▶ _COMPLETE THE FOLLOWING_
[1] Retype the passage from the Detroit Jazz Festival article exactly. Begin at the words "As this year's" and stop after "-- with jazz...".
[2] In the Detroit Jazz Festival article, condense the paragraph beginning "Corea particularly likes the fact that the festival has remained free" into a short bulleted list that keeps its main facts.
[3] Based on the Detroit Jazz Festival article, decide whether each statement agrees with the text. Answer yes or no, and quote the words that decide it.
(a) Corea opens the festival on Friday with his Elektric Band.
(b) The festival takes place at Hart Plaza and Campus Martius Park.
(c) Steve Davis was the original trombonist on "Spain."

-------- PAGE EXCERPT --------

As this year's Artist-In-Residence, Corea will be on stage quite a bit. He opens things on Friday, Aug. 31, with his Akoustic Band, then firing up his Elektric Band on Saturday, Sept. 1. Corea, 77, The Grammy Award-winning musician, bandleader and composer -- whose resume includes working with Miles Davis and Return To Forever as well as his solo projects -- will also have the last word on Monday, Sept. 3, playing his composition "Spain" with the Detroit Jazz Festival Symphony Orchestra. Keep an eye out and you might see the keyboard virtuoso poking around the festival site, too.
It's a holiday weekend, after all, and Corea is happy to celebrate -- with jazz...
Corea says a combination of heritage and concept are what make the Detroit Jazz Festival so appealing to him. It's Detroit; It's got so much jazz history. It seems like in this day and age it's one of the few, what they call jazz festivals now that actually has jazz musicians playing it. This is truly a festival with the number of musicians and bands and the care with which everyone is invited and so forth."
Corea particularly likes the fact that the festival has remained free to the public. "That's amazing. I really love that idea. I remember playing here (before) and it's really a different vibe when you play for a totally free public and they come out on their own and you see kids and families, people you don't normally see at concerts. I really, really appreciate that and I love that. Some of my favorite experiences in concerts is to play free concerts like this."
The best part of being an Artist-in-Residence, Corea adds, is the ability to be in one place for a (comparatively) long period of time. "One of the built-in problems in a touring musician's life is that when you visit a city youre in and out. Because of the economics of a tour, you have to keep moving...so it's difficult to ever get into real communication with the community or with the environment other than coming in and playing. With an engagement like this I'm gonna be her for four days or so and give several performances with different kinds of bands. To have all that happen in one weekend is unique. It's a lot of work, but I'm looking forward to it. It's a bit more special to me."
Corea is particularly looking forward to the Labor Day performance of "Spain." "it's a very special piece. It's written for sextet and orchestra -- a full symphony orchestra, plus a sextet. So I'll have four out of the five members of the Elektric Band in the sextet. Eric Marienthal, the original saxophonist from the piece, is going to play one of the saxophone roles and the original trombonist from the piece, Steve Davis, is going to come in and play. So it should be a pretty smokin' ensemble. And I've worked with the conductor, Steven Mercurio, on other things. It just all fell together here in Detroit. It'll be a unique experience."
Corea has been performing professionally since the early 1960s, as a sideman before he released his debut album in 1966. But he demurs when asked to assess his growth and evolution over the decades. "I don't know how to separate that. Life is a process that continues moment by moment, hour by hour, day by day. It's a very gradual thing we do and you can use fancy worlds like 'evolve' and 'develop,' but life goes on and you collect experience and you change and do different things. So I just do it, I don't think about it much."
If You Go:
The 39th annual Detroit Jazz Festival
Friday through Monday, Aug. 31-Sept. 3.
Hart Plaza and Campus Martius Park, downtown Detroit.
Admission is free, with VIP packages available.

-------- EXTRACTED DATA --------

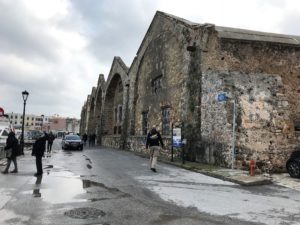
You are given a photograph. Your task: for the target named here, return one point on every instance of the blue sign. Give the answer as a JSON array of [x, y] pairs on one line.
[[222, 97], [177, 143]]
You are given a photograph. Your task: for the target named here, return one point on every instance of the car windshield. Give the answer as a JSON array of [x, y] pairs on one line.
[[72, 137]]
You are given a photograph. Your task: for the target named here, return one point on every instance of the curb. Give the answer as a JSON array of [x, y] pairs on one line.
[[240, 177]]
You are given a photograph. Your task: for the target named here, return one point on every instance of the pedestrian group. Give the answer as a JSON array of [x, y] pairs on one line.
[[153, 142]]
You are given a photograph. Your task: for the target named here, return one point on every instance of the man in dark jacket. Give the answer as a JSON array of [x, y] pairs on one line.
[[51, 138], [38, 151], [153, 141], [13, 146]]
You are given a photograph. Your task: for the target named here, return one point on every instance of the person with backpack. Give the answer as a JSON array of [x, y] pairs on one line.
[[38, 151], [51, 138], [154, 141], [12, 151]]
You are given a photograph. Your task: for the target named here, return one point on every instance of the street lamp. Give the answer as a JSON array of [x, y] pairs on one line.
[[42, 122], [25, 96]]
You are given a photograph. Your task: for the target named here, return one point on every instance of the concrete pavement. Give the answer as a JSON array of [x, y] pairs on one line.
[[240, 177], [233, 175]]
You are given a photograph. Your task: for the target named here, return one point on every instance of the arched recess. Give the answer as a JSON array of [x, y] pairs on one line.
[[158, 89], [91, 120], [98, 107], [113, 107]]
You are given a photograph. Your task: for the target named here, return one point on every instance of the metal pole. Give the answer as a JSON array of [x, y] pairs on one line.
[[233, 133], [172, 149], [22, 135]]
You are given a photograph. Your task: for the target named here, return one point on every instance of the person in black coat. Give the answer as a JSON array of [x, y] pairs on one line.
[[38, 151], [51, 138], [12, 143], [153, 141]]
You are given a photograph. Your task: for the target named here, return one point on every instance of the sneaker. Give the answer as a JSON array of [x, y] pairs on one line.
[[38, 174], [153, 169]]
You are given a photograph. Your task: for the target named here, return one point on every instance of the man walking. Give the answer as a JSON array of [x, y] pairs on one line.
[[38, 151], [51, 138], [153, 141]]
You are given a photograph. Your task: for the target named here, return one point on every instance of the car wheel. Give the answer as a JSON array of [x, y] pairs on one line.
[[293, 169]]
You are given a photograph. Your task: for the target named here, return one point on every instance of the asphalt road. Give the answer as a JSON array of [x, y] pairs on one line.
[[114, 187]]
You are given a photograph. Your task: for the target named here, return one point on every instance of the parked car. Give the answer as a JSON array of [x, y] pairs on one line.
[[72, 142], [293, 164]]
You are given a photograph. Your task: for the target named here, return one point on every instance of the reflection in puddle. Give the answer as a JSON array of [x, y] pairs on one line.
[[65, 187], [59, 187], [36, 190]]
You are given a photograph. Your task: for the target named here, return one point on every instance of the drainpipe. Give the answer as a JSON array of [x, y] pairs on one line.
[[125, 121], [194, 104]]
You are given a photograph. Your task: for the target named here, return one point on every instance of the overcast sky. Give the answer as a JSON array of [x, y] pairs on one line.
[[55, 49]]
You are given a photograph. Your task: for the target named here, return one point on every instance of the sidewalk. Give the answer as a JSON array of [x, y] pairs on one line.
[[233, 175]]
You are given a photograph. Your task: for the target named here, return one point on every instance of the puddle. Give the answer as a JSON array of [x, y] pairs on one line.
[[58, 187], [7, 215]]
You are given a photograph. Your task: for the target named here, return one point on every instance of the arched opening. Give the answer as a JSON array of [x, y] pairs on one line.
[[92, 125], [113, 109], [98, 107]]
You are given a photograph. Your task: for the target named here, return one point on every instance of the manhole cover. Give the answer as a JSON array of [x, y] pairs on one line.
[[85, 213]]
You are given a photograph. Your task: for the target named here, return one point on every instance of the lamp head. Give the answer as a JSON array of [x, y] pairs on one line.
[[25, 95]]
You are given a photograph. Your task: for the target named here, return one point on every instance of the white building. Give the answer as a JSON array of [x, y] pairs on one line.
[[31, 121]]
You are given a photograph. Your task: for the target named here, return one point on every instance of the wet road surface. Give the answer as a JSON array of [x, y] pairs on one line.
[[105, 186]]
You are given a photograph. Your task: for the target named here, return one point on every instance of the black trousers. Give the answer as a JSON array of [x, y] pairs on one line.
[[49, 146], [39, 166]]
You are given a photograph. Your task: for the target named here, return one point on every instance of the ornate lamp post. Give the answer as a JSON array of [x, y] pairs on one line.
[[25, 96]]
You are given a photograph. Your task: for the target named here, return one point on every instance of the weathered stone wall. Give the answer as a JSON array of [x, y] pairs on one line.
[[197, 62], [163, 52], [266, 85], [162, 58], [258, 103]]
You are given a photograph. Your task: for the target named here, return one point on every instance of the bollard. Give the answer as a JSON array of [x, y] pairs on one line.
[[252, 167]]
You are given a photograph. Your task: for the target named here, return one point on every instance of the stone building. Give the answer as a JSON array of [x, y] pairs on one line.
[[202, 77]]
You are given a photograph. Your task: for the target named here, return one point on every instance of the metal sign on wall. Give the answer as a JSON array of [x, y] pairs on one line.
[[222, 97], [1, 111], [177, 142]]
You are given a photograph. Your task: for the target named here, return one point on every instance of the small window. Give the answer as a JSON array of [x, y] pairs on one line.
[[297, 126], [145, 123], [116, 115], [120, 86], [166, 121], [120, 114], [157, 84]]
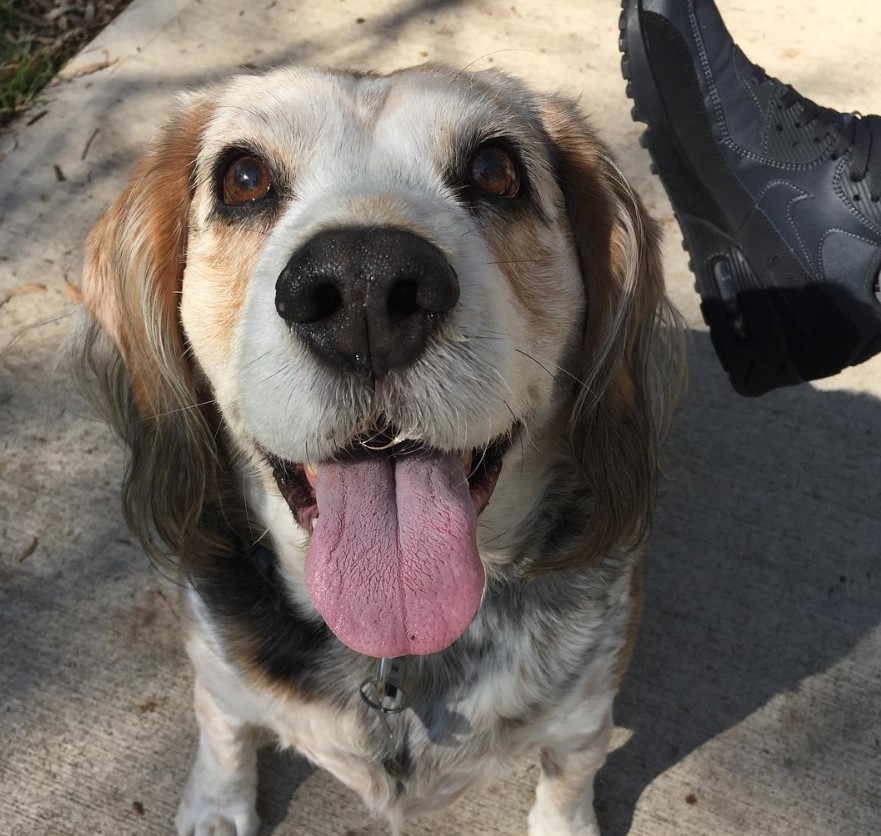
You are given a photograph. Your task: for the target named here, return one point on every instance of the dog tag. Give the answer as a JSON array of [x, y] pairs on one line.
[[384, 691]]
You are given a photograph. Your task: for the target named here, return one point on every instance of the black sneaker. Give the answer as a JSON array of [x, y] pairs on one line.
[[779, 200]]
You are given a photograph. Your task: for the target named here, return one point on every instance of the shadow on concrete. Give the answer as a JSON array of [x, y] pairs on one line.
[[763, 572]]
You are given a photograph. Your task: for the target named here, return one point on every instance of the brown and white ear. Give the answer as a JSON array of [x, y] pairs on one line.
[[132, 355], [135, 257], [631, 370]]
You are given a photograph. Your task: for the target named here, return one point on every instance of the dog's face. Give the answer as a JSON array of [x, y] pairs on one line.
[[381, 283]]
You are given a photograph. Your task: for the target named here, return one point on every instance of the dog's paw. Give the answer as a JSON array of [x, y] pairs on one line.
[[210, 817], [546, 821]]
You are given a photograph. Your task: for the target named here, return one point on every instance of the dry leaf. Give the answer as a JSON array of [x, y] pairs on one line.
[[88, 69], [23, 290], [71, 291], [26, 550]]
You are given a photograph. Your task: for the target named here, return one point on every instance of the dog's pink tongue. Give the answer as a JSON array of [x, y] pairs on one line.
[[393, 565]]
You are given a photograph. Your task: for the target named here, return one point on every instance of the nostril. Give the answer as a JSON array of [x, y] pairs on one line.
[[326, 301], [403, 301]]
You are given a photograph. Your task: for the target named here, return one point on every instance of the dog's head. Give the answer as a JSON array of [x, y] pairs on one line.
[[383, 298]]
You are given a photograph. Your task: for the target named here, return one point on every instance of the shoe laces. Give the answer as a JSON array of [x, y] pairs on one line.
[[861, 135]]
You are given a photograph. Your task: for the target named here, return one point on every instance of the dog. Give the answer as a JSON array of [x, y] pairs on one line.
[[392, 358]]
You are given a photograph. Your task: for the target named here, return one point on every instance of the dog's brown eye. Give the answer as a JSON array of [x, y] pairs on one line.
[[245, 180], [493, 170]]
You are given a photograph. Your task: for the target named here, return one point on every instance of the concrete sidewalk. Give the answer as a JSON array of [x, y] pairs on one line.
[[754, 701]]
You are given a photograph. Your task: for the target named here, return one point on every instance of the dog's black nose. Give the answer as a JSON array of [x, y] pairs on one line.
[[366, 299]]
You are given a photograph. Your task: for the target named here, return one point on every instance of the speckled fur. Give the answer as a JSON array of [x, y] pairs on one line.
[[562, 327]]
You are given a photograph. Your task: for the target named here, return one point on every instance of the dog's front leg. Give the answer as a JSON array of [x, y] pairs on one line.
[[564, 795], [222, 789]]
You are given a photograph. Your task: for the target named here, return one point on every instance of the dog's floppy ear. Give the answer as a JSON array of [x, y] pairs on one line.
[[132, 353], [631, 371]]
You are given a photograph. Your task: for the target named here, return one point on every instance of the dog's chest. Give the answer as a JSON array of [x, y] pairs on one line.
[[503, 695]]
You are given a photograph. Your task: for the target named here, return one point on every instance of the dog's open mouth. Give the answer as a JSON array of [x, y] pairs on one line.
[[392, 565]]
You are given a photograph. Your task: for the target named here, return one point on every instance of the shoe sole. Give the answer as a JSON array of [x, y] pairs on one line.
[[753, 354]]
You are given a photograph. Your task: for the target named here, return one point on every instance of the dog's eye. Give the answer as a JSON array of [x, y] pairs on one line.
[[245, 180], [494, 171]]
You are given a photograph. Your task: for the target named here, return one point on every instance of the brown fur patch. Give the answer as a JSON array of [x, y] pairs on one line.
[[519, 253], [613, 423], [135, 256]]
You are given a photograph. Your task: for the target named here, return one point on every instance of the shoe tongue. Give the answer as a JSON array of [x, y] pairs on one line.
[[393, 566]]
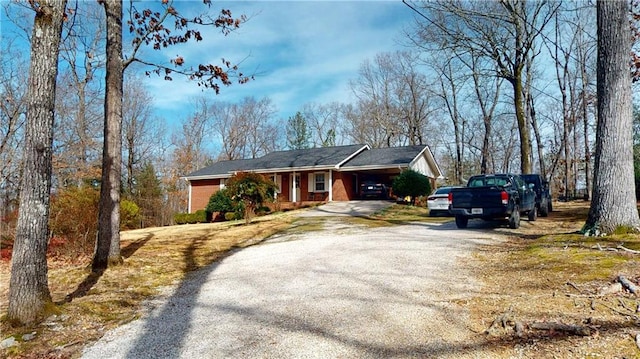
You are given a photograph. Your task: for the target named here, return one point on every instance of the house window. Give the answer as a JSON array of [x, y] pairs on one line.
[[319, 181], [277, 179]]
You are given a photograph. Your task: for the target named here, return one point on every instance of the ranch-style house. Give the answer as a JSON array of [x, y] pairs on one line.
[[317, 174]]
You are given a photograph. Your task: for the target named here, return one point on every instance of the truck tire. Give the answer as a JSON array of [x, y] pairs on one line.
[[544, 209], [514, 219], [461, 221]]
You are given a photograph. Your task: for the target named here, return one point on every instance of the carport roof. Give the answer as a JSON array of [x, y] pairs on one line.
[[386, 157], [351, 158], [279, 161]]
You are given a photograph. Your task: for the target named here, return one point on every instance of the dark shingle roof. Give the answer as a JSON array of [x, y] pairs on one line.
[[222, 168], [324, 157], [392, 156], [312, 157]]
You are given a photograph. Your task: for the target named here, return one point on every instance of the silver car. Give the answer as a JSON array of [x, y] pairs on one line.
[[438, 201]]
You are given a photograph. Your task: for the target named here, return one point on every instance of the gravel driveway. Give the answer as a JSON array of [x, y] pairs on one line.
[[339, 293]]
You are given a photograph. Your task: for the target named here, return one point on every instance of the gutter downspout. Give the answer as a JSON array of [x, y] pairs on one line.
[[330, 185]]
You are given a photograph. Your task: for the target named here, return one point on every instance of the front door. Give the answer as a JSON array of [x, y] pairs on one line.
[[295, 186]]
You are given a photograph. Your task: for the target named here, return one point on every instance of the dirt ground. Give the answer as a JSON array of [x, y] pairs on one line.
[[541, 290]]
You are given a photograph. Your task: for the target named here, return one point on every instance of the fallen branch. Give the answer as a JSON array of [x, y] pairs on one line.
[[615, 249], [610, 289], [600, 248], [574, 286], [621, 247], [564, 328], [628, 285], [502, 322]]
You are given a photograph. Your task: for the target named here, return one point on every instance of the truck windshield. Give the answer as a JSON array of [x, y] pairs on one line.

--------

▶ _OUTPUTS IN ORDER_
[1]
As this year's Artist-In-Residence, Corea will be on stage quite a bit. He opens things on Friday, Aug. 31, with his Akoustic Band, then firing up his Elektric Band on Saturday, Sept. 1. Corea, 77, The Grammy Award-winning musician, bandleader and composer -- whose resume includes working with Miles Davis and Return To Forever as well as his solo projects -- will also have the last word on Monday, Sept. 3, playing his composition "Spain" with the Detroit Jazz Festival Symphony Orchestra. Keep an eye out and you might see the keyboard virtuoso poking around the festival site, too.
It's a holiday weekend, after all, and Corea is happy to celebrate -- with jazz...

[2]
- Corea likes that the festival has remained free to the public and says he really loves that idea.
- He remembers playing there before.
- He says playing for a totally free public has a different vibe, with kids, families and people you don't normally see at concerts.
- Some of his favorite concert experiences are free concerts like this one.

[3]
(a) No: "He opens things on Friday, Aug. 31, with his Akoustic Band"
(b) Yes: "Hart Plaza and Campus Martius Park, downtown Detroit."
(c) Yes: "the original trombonist from the piece, Steve Davis, is going to come in and play"